==== THE DATA ====

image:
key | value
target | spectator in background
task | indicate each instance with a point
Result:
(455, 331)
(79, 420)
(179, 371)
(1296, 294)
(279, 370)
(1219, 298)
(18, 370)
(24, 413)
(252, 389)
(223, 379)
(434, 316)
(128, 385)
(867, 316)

====

> [GOAL]: Please rewrite the rows above, replacing "spectator" with "onlooker" and leaving everything else as it is.

> [SOLUTION]:
image:
key | value
target | onlooker in background
task | indicate each instance with a point
Result:
(455, 331)
(79, 420)
(179, 371)
(1296, 294)
(279, 370)
(1219, 298)
(18, 370)
(24, 413)
(252, 389)
(223, 379)
(434, 316)
(128, 385)
(867, 316)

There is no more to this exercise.